# [Instructions to follow]
Reproduce verbatim every line in the items below, from the line containing "Can you spot the yellow" down to the line containing "xmin=1129 ymin=423 xmax=1147 ymax=461", with both of those lines included.

# [Records supplied]
========================================
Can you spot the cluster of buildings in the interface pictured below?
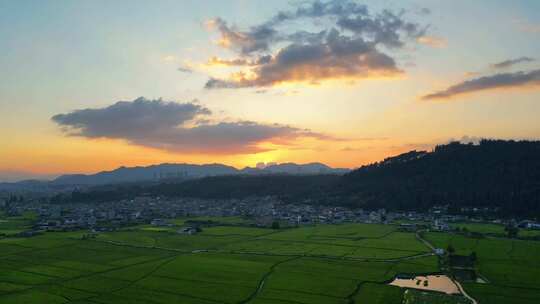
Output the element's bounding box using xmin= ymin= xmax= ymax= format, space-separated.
xmin=1 ymin=195 xmax=537 ymax=233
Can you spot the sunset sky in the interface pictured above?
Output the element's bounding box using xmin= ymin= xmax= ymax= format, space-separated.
xmin=0 ymin=0 xmax=540 ymax=181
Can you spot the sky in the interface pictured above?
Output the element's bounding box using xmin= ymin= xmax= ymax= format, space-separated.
xmin=0 ymin=0 xmax=540 ymax=181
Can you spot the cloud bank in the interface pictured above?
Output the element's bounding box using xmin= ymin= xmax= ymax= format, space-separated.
xmin=205 ymin=0 xmax=431 ymax=89
xmin=422 ymin=70 xmax=540 ymax=100
xmin=51 ymin=97 xmax=333 ymax=154
xmin=491 ymin=57 xmax=534 ymax=69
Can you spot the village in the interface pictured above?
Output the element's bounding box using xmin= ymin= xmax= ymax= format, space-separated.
xmin=0 ymin=196 xmax=540 ymax=236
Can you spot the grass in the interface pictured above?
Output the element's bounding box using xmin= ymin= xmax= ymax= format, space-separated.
xmin=403 ymin=289 xmax=471 ymax=304
xmin=0 ymin=218 xmax=540 ymax=304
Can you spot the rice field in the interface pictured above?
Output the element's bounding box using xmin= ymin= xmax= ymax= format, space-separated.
xmin=0 ymin=219 xmax=540 ymax=304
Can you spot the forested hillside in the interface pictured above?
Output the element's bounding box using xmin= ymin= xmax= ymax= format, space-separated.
xmin=339 ymin=140 xmax=540 ymax=214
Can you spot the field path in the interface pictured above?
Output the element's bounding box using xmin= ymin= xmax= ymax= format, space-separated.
xmin=238 ymin=256 xmax=302 ymax=304
xmin=452 ymin=280 xmax=478 ymax=304
xmin=416 ymin=230 xmax=478 ymax=304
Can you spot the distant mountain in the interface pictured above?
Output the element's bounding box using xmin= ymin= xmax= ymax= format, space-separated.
xmin=45 ymin=140 xmax=540 ymax=218
xmin=240 ymin=163 xmax=350 ymax=175
xmin=52 ymin=163 xmax=349 ymax=185
xmin=53 ymin=164 xmax=238 ymax=185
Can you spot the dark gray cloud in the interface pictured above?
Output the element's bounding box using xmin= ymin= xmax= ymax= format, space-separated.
xmin=491 ymin=57 xmax=534 ymax=69
xmin=52 ymin=97 xmax=332 ymax=154
xmin=422 ymin=70 xmax=540 ymax=100
xmin=205 ymin=0 xmax=426 ymax=89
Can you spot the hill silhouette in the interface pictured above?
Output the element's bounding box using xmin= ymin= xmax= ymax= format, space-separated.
xmin=50 ymin=140 xmax=540 ymax=216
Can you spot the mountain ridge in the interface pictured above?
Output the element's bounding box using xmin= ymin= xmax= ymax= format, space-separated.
xmin=45 ymin=162 xmax=350 ymax=185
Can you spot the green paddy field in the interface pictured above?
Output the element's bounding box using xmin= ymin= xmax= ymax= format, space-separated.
xmin=0 ymin=218 xmax=540 ymax=304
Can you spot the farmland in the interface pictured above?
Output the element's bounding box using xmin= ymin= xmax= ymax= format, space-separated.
xmin=0 ymin=218 xmax=540 ymax=304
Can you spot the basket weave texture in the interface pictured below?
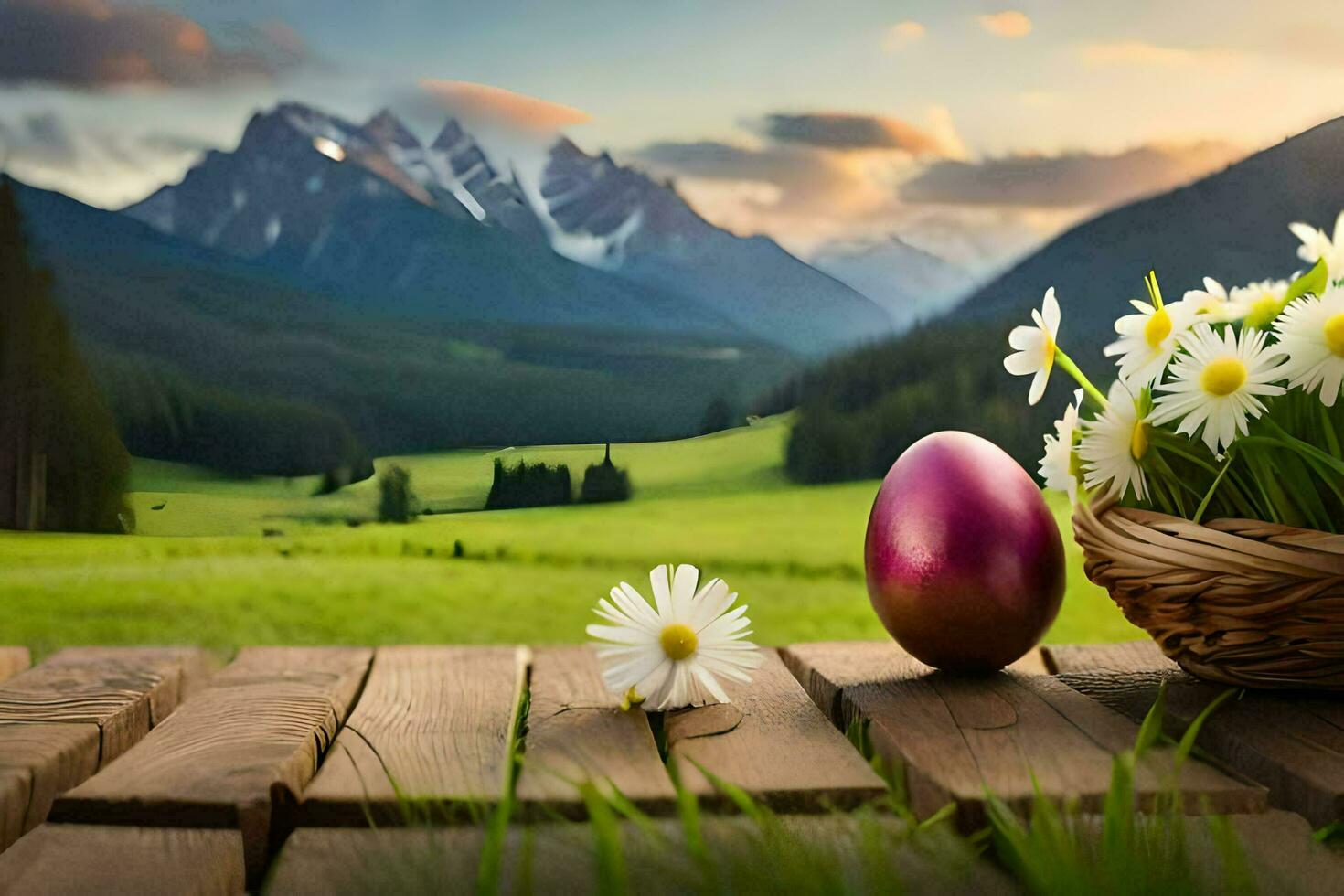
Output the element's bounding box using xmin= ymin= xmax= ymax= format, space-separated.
xmin=1074 ymin=501 xmax=1344 ymax=690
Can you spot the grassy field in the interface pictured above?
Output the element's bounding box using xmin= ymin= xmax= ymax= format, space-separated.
xmin=0 ymin=419 xmax=1138 ymax=655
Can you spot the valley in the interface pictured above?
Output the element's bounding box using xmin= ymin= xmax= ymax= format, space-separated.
xmin=0 ymin=418 xmax=1136 ymax=653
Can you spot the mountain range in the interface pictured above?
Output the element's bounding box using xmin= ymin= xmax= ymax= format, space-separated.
xmin=809 ymin=234 xmax=976 ymax=333
xmin=790 ymin=118 xmax=1344 ymax=480
xmin=125 ymin=103 xmax=891 ymax=356
xmin=11 ymin=103 xmax=924 ymax=475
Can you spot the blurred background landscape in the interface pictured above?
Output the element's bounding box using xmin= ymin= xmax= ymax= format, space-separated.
xmin=0 ymin=0 xmax=1344 ymax=650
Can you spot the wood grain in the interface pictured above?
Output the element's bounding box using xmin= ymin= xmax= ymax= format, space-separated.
xmin=1050 ymin=641 xmax=1344 ymax=827
xmin=664 ymin=650 xmax=886 ymax=811
xmin=0 ymin=721 xmax=98 ymax=852
xmin=517 ymin=646 xmax=676 ymax=818
xmin=300 ymin=646 xmax=528 ymax=825
xmin=0 ymin=647 xmax=32 ymax=681
xmin=0 ymin=647 xmax=209 ymax=765
xmin=51 ymin=647 xmax=372 ymax=876
xmin=268 ymin=814 xmax=1015 ymax=896
xmin=0 ymin=825 xmax=243 ymax=896
xmin=784 ymin=642 xmax=1264 ymax=829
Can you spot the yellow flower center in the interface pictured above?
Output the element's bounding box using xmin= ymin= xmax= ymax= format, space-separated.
xmin=1325 ymin=313 xmax=1344 ymax=357
xmin=1129 ymin=423 xmax=1147 ymax=461
xmin=658 ymin=622 xmax=699 ymax=659
xmin=1199 ymin=356 xmax=1246 ymax=398
xmin=1144 ymin=307 xmax=1172 ymax=350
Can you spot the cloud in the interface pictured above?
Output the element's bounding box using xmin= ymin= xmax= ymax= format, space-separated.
xmin=420 ymin=78 xmax=592 ymax=131
xmin=1078 ymin=40 xmax=1210 ymax=69
xmin=0 ymin=0 xmax=304 ymax=88
xmin=881 ymin=19 xmax=926 ymax=52
xmin=755 ymin=112 xmax=952 ymax=155
xmin=0 ymin=110 xmax=209 ymax=208
xmin=976 ymin=9 xmax=1030 ymax=39
xmin=901 ymin=141 xmax=1244 ymax=208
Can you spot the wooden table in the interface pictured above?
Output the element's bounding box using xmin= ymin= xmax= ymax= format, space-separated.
xmin=0 ymin=642 xmax=1344 ymax=893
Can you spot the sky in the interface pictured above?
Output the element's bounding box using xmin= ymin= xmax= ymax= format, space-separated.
xmin=0 ymin=0 xmax=1344 ymax=264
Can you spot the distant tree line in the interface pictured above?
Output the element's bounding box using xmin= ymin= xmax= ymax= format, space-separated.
xmin=0 ymin=175 xmax=132 ymax=532
xmin=93 ymin=358 xmax=374 ymax=490
xmin=485 ymin=458 xmax=574 ymax=510
xmin=485 ymin=443 xmax=632 ymax=510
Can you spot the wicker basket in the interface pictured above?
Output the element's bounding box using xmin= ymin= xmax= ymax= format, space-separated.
xmin=1074 ymin=501 xmax=1344 ymax=690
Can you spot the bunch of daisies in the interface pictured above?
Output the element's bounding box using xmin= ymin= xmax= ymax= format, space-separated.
xmin=1004 ymin=212 xmax=1344 ymax=532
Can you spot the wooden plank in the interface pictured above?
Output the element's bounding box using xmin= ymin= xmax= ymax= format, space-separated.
xmin=0 ymin=647 xmax=209 ymax=765
xmin=268 ymin=814 xmax=1015 ymax=896
xmin=1049 ymin=641 xmax=1344 ymax=827
xmin=0 ymin=825 xmax=243 ymax=896
xmin=784 ymin=642 xmax=1264 ymax=829
xmin=300 ymin=646 xmax=528 ymax=825
xmin=664 ymin=650 xmax=886 ymax=811
xmin=517 ymin=646 xmax=676 ymax=818
xmin=0 ymin=647 xmax=32 ymax=681
xmin=0 ymin=721 xmax=98 ymax=852
xmin=43 ymin=646 xmax=219 ymax=725
xmin=51 ymin=647 xmax=372 ymax=882
xmin=1008 ymin=647 xmax=1050 ymax=676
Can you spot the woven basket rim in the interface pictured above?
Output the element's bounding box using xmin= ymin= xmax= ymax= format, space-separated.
xmin=1072 ymin=498 xmax=1344 ymax=690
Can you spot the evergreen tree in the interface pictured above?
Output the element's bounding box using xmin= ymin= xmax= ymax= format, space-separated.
xmin=378 ymin=464 xmax=417 ymax=523
xmin=0 ymin=175 xmax=131 ymax=532
xmin=580 ymin=442 xmax=630 ymax=504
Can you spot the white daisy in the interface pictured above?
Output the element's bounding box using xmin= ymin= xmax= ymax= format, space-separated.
xmin=1152 ymin=324 xmax=1285 ymax=454
xmin=1275 ymin=286 xmax=1344 ymax=407
xmin=1104 ymin=300 xmax=1195 ymax=392
xmin=1040 ymin=389 xmax=1083 ymax=504
xmin=1229 ymin=280 xmax=1287 ymax=329
xmin=1078 ymin=380 xmax=1152 ymax=501
xmin=1287 ymin=211 xmax=1344 ymax=283
xmin=587 ymin=564 xmax=763 ymax=709
xmin=1004 ymin=286 xmax=1059 ymax=404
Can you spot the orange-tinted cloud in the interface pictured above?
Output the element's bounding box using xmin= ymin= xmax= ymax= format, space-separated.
xmin=976 ymin=9 xmax=1030 ymax=39
xmin=901 ymin=141 xmax=1246 ymax=208
xmin=0 ymin=0 xmax=303 ymax=88
xmin=1078 ymin=40 xmax=1233 ymax=69
xmin=421 ymin=78 xmax=592 ymax=131
xmin=757 ymin=112 xmax=953 ymax=155
xmin=881 ymin=19 xmax=926 ymax=52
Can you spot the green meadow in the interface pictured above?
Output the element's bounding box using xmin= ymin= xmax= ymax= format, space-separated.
xmin=0 ymin=418 xmax=1138 ymax=655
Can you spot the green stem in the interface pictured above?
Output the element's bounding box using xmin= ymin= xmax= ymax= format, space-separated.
xmin=1190 ymin=454 xmax=1232 ymax=525
xmin=1055 ymin=346 xmax=1107 ymax=411
xmin=1144 ymin=270 xmax=1163 ymax=310
xmin=1316 ymin=403 xmax=1344 ymax=458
========================================
# [Answer in full]
Can you spot the yellow flower center in the interface pictured above?
Output the element's bounding box using xmin= ymin= xmax= ymax= format, space-separated.
xmin=1325 ymin=313 xmax=1344 ymax=357
xmin=1129 ymin=423 xmax=1147 ymax=461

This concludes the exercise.